**Goal:**
Set down each line of the data below exactly as it stands, dropping the pictures.

**Given data:**
+===+

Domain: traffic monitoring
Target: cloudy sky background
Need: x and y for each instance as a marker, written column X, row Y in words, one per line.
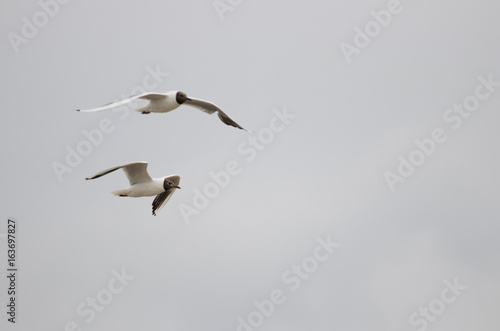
column 322, row 176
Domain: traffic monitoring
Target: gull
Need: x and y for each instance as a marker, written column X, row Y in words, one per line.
column 142, row 185
column 165, row 102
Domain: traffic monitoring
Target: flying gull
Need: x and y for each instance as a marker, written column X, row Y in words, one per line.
column 142, row 185
column 165, row 102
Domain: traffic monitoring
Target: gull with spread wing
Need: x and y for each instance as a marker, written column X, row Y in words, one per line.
column 165, row 102
column 142, row 185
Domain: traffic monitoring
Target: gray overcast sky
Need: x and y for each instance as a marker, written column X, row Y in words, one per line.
column 366, row 199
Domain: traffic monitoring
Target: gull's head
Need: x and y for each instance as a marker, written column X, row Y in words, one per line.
column 171, row 182
column 180, row 97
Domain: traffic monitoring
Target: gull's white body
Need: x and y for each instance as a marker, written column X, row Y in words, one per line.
column 147, row 189
column 142, row 185
column 165, row 102
column 161, row 105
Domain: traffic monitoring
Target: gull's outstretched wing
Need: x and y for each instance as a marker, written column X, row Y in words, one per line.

+===+

**Full response:**
Domain: traffic monitoring
Target: cloudy sky background
Need: x and y for each instance as a marker, written column X, row Y in words, one per line.
column 322, row 176
Domain: traffic monitoring
Target: gull
Need: x and y for each instance as a marker, written column X, row Y in words, one per line.
column 142, row 185
column 165, row 102
Domain: traffic monitoring
Target: flying gull
Need: x and y for each instance as a marker, written column X, row Y in words, one per line.
column 142, row 185
column 165, row 102
Domain: traffic monitoring
Target: gull with spread wing
Need: x and y for each instance as a marker, written column X, row Y in words, one per line.
column 165, row 102
column 142, row 185
Domain: traffic monitoring
Target: gray overcast sky
Need: x and y for each instance as a marker, written column X, row Y in words, one per line.
column 366, row 199
Domain: traffic monitoring
Target: gull's head
Need: x and y for each instance as a marker, written column X, row Y in words, one per line.
column 171, row 182
column 180, row 97
Domain: traffic monitoring
Target: gull's white body
Need: x and y for each instance as a marker, written column X, row Y in words, one per line.
column 147, row 189
column 142, row 185
column 165, row 102
column 161, row 105
Domain: traffic monitoring
Target: gull's outstretched wing
Need: x and y for each instance as a marker, written column X, row Y in words, one per line.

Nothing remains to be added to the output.